### SHORT EXERCISE
Return every record below exactly as written, but leave out the pictures.

--- DATA ---

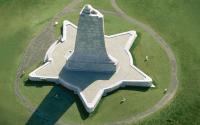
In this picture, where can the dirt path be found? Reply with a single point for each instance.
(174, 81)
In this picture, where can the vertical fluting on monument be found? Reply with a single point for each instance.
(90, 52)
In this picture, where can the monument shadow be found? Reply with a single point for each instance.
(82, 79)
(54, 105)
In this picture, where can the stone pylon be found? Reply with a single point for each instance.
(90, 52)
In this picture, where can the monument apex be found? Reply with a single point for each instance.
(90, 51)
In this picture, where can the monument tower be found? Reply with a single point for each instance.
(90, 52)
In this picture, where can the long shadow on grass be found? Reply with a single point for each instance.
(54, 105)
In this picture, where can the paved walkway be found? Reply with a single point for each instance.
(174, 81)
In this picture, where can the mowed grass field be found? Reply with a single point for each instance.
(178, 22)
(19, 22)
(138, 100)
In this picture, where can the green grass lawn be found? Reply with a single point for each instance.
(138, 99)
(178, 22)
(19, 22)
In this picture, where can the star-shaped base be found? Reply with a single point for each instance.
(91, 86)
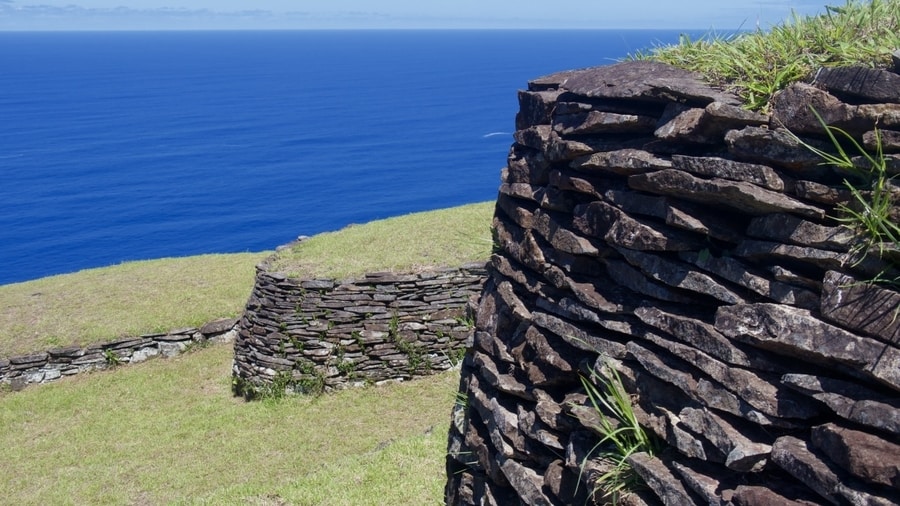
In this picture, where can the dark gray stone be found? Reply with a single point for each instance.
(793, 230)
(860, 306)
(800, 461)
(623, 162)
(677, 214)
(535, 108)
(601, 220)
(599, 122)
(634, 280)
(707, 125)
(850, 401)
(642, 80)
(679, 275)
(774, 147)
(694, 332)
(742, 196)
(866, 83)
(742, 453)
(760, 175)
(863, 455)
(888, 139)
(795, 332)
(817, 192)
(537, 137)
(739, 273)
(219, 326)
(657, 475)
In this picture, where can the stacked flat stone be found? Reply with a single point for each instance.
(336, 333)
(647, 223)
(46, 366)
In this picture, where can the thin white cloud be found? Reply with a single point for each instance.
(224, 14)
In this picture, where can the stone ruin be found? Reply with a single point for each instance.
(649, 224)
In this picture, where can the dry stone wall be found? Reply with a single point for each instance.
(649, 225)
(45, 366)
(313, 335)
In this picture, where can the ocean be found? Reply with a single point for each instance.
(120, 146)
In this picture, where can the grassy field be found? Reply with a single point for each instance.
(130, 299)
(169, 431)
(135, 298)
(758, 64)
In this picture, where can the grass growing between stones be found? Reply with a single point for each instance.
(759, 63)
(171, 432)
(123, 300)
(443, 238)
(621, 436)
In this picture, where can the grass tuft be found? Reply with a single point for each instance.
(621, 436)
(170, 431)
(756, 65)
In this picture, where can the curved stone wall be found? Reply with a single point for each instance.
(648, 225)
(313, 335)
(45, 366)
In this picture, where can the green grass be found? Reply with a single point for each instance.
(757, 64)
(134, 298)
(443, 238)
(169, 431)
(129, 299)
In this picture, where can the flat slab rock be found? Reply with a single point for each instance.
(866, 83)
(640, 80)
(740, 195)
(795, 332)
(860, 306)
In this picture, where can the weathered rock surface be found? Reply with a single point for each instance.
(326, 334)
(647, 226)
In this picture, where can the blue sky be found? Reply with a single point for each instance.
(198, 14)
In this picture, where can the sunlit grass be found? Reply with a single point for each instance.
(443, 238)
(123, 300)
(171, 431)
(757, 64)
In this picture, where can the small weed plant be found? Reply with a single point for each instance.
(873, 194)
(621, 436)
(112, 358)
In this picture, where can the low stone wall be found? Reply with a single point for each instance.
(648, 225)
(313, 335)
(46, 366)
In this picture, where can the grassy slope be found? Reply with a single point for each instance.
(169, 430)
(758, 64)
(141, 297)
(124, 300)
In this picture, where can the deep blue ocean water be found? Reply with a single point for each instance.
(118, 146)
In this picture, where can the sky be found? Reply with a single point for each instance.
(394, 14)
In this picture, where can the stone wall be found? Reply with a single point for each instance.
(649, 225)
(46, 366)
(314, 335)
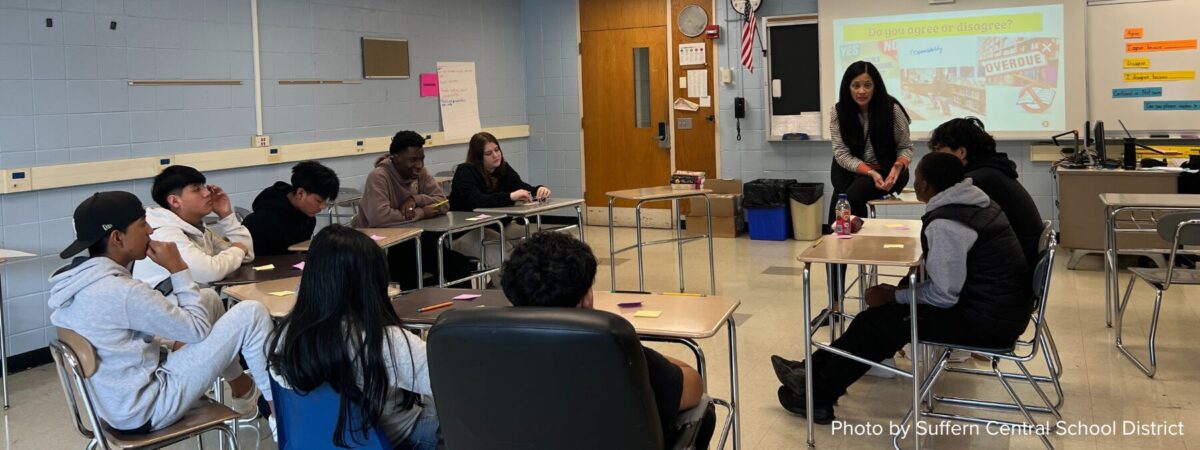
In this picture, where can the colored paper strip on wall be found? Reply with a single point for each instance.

---

### THE SOLUTION
In this picture, where can the dirt path be found? Reply with a single point for each instance.
(174, 81)
In this picture, where can the vertical fluting on monument be found? Reply with a single point for each instance.
(90, 52)
In this picture, where can the monument shadow be found? Reply with a single point for each instance.
(82, 79)
(54, 105)
In this picture, where can the stone pylon be found? Reply with a single point for each instance.
(90, 52)
In this picture, where can the monument apex be found? Reply with a single point for each instance.
(90, 51)
In this picture, where can the monument tower be found? Reply with a single point for each instance.
(90, 52)
In this picture, where can the long shadow on grass be found? Reply with a single point for each instance.
(54, 105)
In this picture, where can the paved walkway be found? Reply with a single point for each instance.
(174, 81)
In this picture, where can the mowed grass field be found? Reply with a single point for each instance.
(178, 22)
(19, 22)
(138, 100)
In this picture, where can the green grass lawn be found? Reply with a single point for each instance.
(138, 99)
(178, 22)
(19, 22)
In this picture, where can the star-shaped base be found? Reply with a single point for each instance.
(91, 86)
In this picture, where can the dark gray stone be found? Reply with a single point for each instance.
(793, 230)
(860, 306)
(800, 461)
(623, 162)
(677, 214)
(535, 108)
(601, 220)
(599, 122)
(634, 280)
(707, 125)
(850, 401)
(642, 80)
(679, 275)
(774, 147)
(694, 332)
(742, 196)
(866, 83)
(742, 453)
(760, 175)
(863, 455)
(888, 139)
(795, 332)
(817, 192)
(537, 137)
(739, 273)
(219, 326)
(657, 475)
In this picture, where can the stacked flat stone be found? Reply with a single point for each instance.
(336, 333)
(647, 223)
(46, 366)
In this picture, where can the thin white cloud be found? Reply with a single point for each instance.
(224, 14)
In this picture, where can the stone ruin be found? Reply with a single point for each instance.
(649, 224)
In this picture, where can the dry stone wall be found? Reply with a single point for each instance.
(649, 225)
(45, 366)
(313, 335)
In this picture, where can the ocean be found? Reply with a single point for each instance.
(120, 146)
In this picture, where can the grassy field be found? Reply with a single point for each instance.
(130, 299)
(169, 431)
(135, 298)
(758, 64)
In this picture, where can the grass growing between stones be found? Reply with a single point for each instance.
(759, 63)
(171, 432)
(123, 300)
(443, 238)
(621, 436)
In this picture, where can the grass tuft be found? Reply with a single point for each instance.
(621, 436)
(170, 431)
(756, 65)
In this picture, where can the curved stone wall be found? Reply with a single point for each instance.
(648, 225)
(313, 335)
(45, 366)
In this picture, where can the green grass be found? Reply with a single point for each instance.
(757, 64)
(134, 298)
(443, 238)
(169, 431)
(129, 299)
In this picture, where can the flat slab rock be found? Reply with a single point for each instance.
(866, 83)
(640, 80)
(740, 195)
(795, 332)
(860, 306)
In this picture, where can the weathered rock surface be found? Reply with a single point for each instance.
(326, 334)
(647, 226)
In this picture, where can the blue sky be found? Reply with a single point for each instance.
(198, 14)
In this picture, where can the sunlit grass be found? Reply with a single point for each instance.
(443, 238)
(123, 300)
(171, 431)
(757, 64)
In this picture, where can the small weed plant be found? Reply with a single point for each instance.
(873, 194)
(621, 436)
(112, 358)
In this picture, where can the low stone wall be found? Reply with a single point for each instance.
(648, 225)
(313, 335)
(46, 366)
In this picture, where can the grassy slope be found? Reply with a single point for each instance.
(169, 430)
(758, 64)
(141, 297)
(124, 300)
In this picture, where can the deep blue ocean water be found? Reply with a single point for each instance.
(118, 146)
In this picture, where can the sky be found? Reply with a single point for each instance.
(394, 14)
In this picture, where can the stone wall be found? Reply with a single point for each instance.
(649, 225)
(46, 366)
(314, 335)
In this picture, where can the colored paper strip on wall be found? Reply with a single point for each instance.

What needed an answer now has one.